(MATERIAL FOR THE TASK begins)

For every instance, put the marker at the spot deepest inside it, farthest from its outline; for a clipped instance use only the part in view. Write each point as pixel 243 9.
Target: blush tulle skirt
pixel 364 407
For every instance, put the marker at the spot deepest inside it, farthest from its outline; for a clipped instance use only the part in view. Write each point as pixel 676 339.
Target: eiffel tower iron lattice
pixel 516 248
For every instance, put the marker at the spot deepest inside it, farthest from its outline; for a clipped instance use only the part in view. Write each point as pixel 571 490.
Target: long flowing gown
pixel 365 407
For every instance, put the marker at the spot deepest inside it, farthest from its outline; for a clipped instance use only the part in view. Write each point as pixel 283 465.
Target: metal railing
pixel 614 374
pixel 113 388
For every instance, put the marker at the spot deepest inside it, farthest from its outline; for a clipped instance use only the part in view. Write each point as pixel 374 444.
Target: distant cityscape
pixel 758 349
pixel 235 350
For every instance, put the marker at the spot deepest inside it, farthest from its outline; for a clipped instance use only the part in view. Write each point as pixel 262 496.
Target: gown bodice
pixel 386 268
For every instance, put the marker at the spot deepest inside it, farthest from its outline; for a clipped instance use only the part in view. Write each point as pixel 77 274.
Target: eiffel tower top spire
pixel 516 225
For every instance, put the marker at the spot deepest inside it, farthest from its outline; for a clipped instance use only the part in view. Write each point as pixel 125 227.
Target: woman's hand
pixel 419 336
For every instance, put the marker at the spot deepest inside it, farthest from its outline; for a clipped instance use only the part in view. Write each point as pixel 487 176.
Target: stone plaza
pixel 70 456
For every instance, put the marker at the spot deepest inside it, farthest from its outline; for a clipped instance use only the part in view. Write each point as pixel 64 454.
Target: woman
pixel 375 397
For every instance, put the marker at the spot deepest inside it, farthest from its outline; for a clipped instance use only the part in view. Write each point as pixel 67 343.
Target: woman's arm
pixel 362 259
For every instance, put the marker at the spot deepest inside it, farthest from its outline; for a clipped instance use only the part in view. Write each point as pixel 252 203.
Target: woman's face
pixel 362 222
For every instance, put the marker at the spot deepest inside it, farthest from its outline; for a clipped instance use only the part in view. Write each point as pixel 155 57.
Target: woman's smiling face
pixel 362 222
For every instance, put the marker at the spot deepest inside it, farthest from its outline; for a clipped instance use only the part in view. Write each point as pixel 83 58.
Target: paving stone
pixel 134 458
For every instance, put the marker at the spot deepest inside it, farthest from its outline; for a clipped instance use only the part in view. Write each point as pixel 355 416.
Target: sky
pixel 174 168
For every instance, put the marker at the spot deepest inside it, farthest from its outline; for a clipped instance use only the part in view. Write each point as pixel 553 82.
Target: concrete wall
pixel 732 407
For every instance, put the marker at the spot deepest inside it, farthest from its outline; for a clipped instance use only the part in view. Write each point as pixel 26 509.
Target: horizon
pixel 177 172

(MATERIAL FOR THE TASK ends)

ASSIGNMENT:
All records shown above are to be repeated exactly.

RESPONSE TO THE EXERCISE:
For every instance, put the marker at the spot deepest inside it, farthest from its outline; for a clipped instance use only the part in view. Write each point as pixel 243 9.
Target: blush tulle skirt
pixel 364 407
For every instance, put the marker at the spot deepest inside it, farthest from its outline; for a clipped instance use only the part in view. Write each point as pixel 676 339.
Target: eiffel tower iron lattice
pixel 516 248
For every instance, put the marker at the spot deepest inside it, farthest from its outline; for a clipped instance use only the part in view. Write each point as pixel 571 490.
Target: long flowing gown
pixel 365 407
For every instance, put the marker at the spot deepest inside it, farthest from its outline; for a clipped instance use only the part in view. Write each point as pixel 283 465.
Target: metal railing
pixel 614 374
pixel 113 388
For every instance, put the marker at the spot deepest inside it, farthest from its outline; for a clipped instance use only the part in view. Write each point as pixel 374 444.
Target: distant cityscape
pixel 758 349
pixel 235 350
For every instance, put the marker at the spot deepest inside it, farthest from its outline; for a clipped instance use only the part in view. Write each point as pixel 262 496.
Target: gown bodice
pixel 386 268
For every instance, put the marker at the spot deepest inside it, farthest from its outline; for a clipped instance use only the part in view. Write each point as pixel 77 274.
Target: eiffel tower top spire
pixel 516 225
For every instance, put the marker at the spot deepest inside it, farthest from its outline; for a clipped instance use only the part in view. Write each point as pixel 125 227.
Target: woman's hand
pixel 419 336
For every instance, put the marker at the spot deepest inside it, farthest from its outline; for a clipped instance use only the part in view. Write each point as pixel 487 176.
Target: stone plaza
pixel 70 456
For every instance, put the marker at the spot deepest inside it, farthest from its outline; for a clipped instance use only the part in view. Write each point as pixel 64 454.
Target: woman
pixel 375 397
For every instance, put the marker at the spot deepest inside it, farthest from its outline; for a clipped instance use only the part in view. Write each point as pixel 67 343.
Target: woman's arm
pixel 362 259
For every instance, put the marker at the spot deepest inside it, farthest from its outline; for a clipped instance use only the part in view. Write each point as pixel 252 203.
Target: woman's face
pixel 362 222
For every instance, put the marker at the spot deepest inside it, farthest from its outline; for a clipped instance use only the part in view. Write each point as pixel 155 57.
Target: woman's smiling face
pixel 362 222
For every instance, put the marker at the spot deepest inside it, farthest from its outline; for a clipped instance use only the part in view. Write each point as pixel 83 58.
Target: paving stone
pixel 134 458
For every instance, put the marker at the spot deepest inside it, farthest from its outline; for a clipped instance use only the part in view. Write each point as pixel 355 416.
Target: sky
pixel 174 168
For every instance, put the marker at the spot deepest inside it, farthest from its outline; for a clipped instance use only the part in view. Write each point as pixel 553 82.
Target: concrete wall
pixel 732 407
For every instance, put the marker at the spot deepest inside it, farthest from its outline; for a clipped instance use only the part in view. Write each point as pixel 26 509.
Target: horizon
pixel 177 172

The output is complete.